## PROBLEM STATEMENT:
Print the lines below exactly, starting with the line containing "of the dark" and going on through the line containing "<point>57,16</point>".

## DATASET EXCERPTS:
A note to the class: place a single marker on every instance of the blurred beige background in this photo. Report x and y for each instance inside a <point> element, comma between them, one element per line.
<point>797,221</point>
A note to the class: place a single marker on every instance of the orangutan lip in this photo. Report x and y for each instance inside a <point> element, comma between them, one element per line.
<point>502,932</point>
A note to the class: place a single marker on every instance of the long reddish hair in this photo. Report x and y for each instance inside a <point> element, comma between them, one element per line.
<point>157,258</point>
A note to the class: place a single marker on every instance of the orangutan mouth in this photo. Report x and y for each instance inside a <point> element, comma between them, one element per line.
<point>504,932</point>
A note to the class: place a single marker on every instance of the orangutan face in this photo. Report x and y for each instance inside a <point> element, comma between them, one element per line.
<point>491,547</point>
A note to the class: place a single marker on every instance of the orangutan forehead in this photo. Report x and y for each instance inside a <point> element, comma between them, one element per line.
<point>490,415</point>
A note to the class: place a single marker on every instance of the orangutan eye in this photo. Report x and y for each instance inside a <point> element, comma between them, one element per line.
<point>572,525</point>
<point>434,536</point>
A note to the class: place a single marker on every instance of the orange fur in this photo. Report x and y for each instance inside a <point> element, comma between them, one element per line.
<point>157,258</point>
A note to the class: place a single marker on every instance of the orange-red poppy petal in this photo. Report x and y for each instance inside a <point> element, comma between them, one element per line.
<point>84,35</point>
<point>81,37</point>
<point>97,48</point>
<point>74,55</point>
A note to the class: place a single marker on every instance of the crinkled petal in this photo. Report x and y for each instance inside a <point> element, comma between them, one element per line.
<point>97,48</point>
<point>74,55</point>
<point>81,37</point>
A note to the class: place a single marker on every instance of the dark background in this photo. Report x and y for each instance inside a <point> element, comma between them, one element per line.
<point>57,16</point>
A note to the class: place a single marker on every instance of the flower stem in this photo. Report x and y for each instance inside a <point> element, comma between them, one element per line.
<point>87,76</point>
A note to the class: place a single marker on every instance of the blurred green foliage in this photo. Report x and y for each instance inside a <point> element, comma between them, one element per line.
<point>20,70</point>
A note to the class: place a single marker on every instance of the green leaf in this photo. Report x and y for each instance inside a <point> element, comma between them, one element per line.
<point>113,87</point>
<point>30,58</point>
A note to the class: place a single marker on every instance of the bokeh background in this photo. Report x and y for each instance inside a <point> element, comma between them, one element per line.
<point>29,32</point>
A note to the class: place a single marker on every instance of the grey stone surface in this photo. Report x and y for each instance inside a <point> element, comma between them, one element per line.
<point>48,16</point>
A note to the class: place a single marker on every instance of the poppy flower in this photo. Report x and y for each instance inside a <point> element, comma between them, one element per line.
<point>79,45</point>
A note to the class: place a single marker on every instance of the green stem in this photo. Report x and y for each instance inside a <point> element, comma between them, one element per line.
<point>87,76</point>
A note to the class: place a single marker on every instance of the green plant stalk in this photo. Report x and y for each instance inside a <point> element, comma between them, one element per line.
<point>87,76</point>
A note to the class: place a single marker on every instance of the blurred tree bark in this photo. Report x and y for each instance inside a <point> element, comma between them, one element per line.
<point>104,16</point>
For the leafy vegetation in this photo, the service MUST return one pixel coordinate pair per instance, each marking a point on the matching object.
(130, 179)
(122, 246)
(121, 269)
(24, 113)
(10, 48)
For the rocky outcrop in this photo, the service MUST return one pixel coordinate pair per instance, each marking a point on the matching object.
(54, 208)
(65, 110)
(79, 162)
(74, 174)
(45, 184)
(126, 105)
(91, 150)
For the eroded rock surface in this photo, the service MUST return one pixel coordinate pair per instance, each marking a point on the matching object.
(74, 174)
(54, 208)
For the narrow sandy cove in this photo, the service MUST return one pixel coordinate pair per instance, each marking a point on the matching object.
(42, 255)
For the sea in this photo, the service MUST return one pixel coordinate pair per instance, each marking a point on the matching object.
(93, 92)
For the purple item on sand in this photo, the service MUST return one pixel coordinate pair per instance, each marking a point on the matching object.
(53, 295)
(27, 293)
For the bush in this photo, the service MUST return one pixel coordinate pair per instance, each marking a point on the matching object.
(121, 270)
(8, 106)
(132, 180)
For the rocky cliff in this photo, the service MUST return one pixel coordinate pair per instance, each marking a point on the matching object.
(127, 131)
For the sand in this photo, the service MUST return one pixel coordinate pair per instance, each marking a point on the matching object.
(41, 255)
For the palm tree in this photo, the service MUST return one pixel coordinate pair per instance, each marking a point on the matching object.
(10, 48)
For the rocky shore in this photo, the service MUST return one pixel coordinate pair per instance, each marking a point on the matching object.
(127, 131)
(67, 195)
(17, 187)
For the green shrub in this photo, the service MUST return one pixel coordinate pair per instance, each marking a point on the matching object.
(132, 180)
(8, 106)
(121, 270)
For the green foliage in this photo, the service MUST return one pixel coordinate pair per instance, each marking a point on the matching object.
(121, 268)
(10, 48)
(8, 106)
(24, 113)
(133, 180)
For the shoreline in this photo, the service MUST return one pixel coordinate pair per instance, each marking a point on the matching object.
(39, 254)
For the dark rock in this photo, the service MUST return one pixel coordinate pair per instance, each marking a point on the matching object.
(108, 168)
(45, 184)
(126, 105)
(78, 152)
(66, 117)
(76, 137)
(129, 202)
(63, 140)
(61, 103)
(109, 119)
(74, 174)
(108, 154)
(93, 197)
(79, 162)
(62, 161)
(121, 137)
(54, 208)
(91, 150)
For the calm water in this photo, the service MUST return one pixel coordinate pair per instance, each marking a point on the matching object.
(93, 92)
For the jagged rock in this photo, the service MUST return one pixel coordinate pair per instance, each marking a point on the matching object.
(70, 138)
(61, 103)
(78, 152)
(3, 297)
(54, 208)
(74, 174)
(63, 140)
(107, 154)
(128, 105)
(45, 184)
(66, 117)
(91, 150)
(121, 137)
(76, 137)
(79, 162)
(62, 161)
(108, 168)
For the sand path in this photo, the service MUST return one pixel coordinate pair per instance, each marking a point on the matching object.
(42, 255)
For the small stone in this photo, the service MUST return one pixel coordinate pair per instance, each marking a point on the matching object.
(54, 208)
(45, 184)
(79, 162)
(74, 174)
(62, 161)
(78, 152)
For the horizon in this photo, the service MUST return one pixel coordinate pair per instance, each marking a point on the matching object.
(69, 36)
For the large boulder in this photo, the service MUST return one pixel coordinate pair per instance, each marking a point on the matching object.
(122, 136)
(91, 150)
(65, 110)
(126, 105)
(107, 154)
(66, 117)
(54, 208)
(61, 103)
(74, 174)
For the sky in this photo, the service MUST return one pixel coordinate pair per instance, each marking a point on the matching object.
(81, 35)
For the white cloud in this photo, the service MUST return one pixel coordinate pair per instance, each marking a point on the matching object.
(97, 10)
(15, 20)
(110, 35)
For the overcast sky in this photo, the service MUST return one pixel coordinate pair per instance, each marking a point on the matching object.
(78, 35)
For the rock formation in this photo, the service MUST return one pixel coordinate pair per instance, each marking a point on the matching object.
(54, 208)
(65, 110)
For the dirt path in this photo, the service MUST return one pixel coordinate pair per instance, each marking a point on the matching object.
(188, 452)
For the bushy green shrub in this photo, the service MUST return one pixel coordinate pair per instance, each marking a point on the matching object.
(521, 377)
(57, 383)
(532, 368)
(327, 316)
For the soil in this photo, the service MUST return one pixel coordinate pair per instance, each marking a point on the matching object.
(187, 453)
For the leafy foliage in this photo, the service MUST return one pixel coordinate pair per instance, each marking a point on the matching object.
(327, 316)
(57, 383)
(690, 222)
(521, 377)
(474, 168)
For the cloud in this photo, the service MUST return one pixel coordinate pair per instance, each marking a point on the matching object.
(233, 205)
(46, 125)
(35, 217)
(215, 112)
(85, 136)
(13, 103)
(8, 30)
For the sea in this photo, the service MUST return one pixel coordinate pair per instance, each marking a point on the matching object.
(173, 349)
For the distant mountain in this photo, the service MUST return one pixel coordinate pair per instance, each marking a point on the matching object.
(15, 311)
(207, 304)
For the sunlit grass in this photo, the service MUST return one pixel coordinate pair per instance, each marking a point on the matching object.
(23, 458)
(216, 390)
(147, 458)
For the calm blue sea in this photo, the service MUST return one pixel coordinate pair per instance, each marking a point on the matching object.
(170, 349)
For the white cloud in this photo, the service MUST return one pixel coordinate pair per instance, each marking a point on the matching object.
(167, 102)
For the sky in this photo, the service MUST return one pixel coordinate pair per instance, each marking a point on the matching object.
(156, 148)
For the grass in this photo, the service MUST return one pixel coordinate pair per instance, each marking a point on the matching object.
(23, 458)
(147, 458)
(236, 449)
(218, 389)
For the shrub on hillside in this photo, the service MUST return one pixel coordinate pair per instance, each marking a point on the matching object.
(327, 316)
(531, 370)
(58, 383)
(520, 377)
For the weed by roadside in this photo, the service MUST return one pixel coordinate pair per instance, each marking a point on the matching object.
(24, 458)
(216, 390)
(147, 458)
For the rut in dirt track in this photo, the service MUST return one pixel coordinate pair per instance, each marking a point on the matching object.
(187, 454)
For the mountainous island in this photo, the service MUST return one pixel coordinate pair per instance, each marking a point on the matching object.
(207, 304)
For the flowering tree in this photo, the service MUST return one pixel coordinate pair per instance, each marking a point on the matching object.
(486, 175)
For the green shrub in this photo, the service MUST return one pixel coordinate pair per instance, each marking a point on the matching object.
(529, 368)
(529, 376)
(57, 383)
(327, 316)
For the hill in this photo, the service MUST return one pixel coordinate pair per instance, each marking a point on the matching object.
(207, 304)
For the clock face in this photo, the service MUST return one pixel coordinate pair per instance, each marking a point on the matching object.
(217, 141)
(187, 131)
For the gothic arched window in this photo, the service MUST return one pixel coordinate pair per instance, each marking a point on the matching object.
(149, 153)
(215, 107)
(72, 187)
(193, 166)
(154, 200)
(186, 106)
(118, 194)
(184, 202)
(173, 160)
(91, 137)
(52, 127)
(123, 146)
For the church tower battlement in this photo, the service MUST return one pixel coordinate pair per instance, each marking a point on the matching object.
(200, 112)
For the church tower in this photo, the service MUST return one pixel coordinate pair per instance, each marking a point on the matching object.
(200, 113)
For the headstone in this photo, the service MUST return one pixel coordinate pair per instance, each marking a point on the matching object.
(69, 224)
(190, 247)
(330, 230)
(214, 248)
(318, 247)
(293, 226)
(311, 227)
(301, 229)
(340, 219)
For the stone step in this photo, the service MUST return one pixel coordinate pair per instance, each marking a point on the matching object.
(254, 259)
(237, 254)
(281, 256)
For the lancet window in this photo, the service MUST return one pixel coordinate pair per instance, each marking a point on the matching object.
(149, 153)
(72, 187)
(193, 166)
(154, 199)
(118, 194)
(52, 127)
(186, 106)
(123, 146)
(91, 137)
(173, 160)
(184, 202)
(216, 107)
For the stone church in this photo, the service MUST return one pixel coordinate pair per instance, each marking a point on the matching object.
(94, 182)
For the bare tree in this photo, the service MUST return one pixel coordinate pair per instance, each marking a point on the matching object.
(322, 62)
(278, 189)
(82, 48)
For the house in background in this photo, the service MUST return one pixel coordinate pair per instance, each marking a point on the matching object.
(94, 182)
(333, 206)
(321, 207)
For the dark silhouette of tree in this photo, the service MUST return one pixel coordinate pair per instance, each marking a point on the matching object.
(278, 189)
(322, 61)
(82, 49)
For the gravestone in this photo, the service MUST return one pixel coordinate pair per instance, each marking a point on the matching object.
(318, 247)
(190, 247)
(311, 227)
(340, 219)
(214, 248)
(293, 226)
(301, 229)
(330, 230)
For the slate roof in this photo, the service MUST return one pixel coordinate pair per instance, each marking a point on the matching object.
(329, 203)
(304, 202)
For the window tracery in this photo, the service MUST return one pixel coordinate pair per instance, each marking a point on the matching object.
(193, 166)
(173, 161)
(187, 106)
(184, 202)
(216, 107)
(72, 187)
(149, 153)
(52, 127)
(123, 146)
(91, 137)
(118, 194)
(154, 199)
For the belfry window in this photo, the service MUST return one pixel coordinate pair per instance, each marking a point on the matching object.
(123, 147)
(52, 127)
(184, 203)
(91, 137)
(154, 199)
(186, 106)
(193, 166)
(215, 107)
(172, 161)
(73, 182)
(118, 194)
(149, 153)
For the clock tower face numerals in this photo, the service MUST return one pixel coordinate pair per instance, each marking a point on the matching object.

## RESPONSE TO THIS TASK:
A note to the class: place a single marker on every instance of the dark background in this photo. Report x and y for each instance inside a <point> element, comma between them, one element per line.
<point>57,16</point>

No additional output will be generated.